→ Exercise tasks
(a) According to the IT assessment checklist, how long must payroll data be stored?
(b) Transcribe the passage of the IT assessment checklist that begins at the words "An information technology" and stops after "in the cloud.".

By inventorying your assets, you’ll quickly realize what assets need to be upgraded, removed, or optimized. Plus, it makes security much easier when you know what you need to secure.

3 . Data storage and recovery

An information technology assessment should also look at your data storage and recovery practices. The purpose of this is to understand where and how you store critical data. This part of the checklist should cover:

  • Cloud storage: Cloud storage is efficient, but it does come with security concerns. Understand how data moves through the cloud, where you store it, and how you secure this data. You should also determine what data stays on-site and what data belongs in the cloud.
  • Disaster recovery: Fire, floods, and natural disasters can destroy your operations. Assess how redundant your systems are in the case of significant disruption. This means analyzing recovery times, roles, and backup policies.
  • Backups: Where do you back up your data? How often? Consider backing up your servers at least once a week and building in a few off-site backups.
  • Compliance: Do you need to meet backup retention requirements for key data? For example, you need to store payroll data for at least 7 years. From legal transactions to instant messaging, you’re likely on the hook for backup requirements. Make sure your systems align with these compliance requirements.

4. User access and experience

Human activity has a big impact on network infrastructure performance. Your IT assessment checklist should determine how users access your systems and how you can improve their overall experience. Ask other employees how they use the system right now. Get a feel for what they enjoy and what changes they would like to see. You should also assess your business’s:

  • Onboarding practices: Does your organization have solid IT training for newcomers? Or ongoing training for existing employees? Have a plan for ongoing employee training so your business can fend off cyber attacks more easily.

→ Information supplied
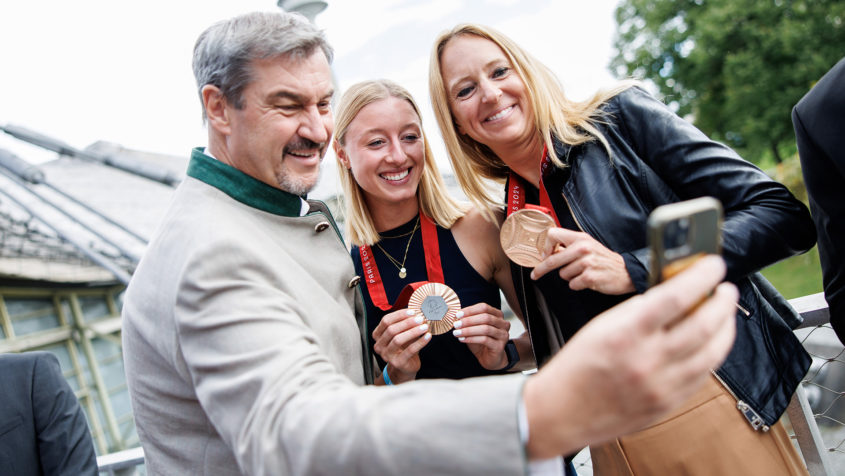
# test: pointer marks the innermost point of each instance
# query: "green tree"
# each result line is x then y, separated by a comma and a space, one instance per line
736, 66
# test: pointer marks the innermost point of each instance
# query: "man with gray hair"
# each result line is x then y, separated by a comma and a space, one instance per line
243, 332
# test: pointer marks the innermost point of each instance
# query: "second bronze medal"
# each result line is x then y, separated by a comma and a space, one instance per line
523, 236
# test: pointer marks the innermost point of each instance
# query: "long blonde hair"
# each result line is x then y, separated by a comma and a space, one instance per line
432, 196
555, 115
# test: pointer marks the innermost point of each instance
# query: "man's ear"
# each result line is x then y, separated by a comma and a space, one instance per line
216, 108
341, 154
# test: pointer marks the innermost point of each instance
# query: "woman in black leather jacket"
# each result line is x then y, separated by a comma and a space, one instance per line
601, 166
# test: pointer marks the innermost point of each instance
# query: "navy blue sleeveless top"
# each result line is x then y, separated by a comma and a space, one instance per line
444, 356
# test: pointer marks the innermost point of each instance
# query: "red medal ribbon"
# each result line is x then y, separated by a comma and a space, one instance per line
516, 190
433, 267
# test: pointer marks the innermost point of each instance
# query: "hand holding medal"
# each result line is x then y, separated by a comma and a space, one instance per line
438, 304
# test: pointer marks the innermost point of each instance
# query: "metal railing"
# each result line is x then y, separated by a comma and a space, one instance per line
815, 414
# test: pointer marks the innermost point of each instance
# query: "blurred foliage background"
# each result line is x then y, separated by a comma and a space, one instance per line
735, 68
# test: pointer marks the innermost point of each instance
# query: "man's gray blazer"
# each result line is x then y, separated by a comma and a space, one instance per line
243, 354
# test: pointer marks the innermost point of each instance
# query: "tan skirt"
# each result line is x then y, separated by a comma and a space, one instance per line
706, 436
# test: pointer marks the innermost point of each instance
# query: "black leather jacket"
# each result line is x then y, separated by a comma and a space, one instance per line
659, 158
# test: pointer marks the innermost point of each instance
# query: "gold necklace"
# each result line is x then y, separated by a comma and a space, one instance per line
401, 266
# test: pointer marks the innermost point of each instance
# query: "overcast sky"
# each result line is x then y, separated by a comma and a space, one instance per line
120, 71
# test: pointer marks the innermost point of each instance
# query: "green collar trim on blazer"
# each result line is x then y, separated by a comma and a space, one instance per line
242, 187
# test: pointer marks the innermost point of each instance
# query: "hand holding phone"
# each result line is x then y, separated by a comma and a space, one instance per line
681, 233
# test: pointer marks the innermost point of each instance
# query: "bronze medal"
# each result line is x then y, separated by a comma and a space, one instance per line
523, 236
438, 303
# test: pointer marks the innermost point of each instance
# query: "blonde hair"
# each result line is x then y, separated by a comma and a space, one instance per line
555, 115
432, 196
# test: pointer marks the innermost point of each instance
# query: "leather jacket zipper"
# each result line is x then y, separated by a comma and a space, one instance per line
754, 419
572, 212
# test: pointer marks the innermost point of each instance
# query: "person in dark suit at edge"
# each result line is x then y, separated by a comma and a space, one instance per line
819, 120
42, 427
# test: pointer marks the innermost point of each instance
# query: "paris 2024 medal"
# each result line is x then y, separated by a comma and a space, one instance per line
438, 303
523, 236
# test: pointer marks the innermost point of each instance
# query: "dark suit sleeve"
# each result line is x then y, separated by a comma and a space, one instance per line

→ Solutions
(a) At least 7 years.

(b)
An information technology assessment should also look at your data storage and recovery practices. The purpose of this is to understand where and how you store critical data. This part of the checklist should cover:

  • Cloud storage: Cloud storage is efficient, but it does come with security concerns. Understand how data moves through the cloud, where you store it, and how you secure this data. You should also determine what data stays on-site and what data belongs in the cloud.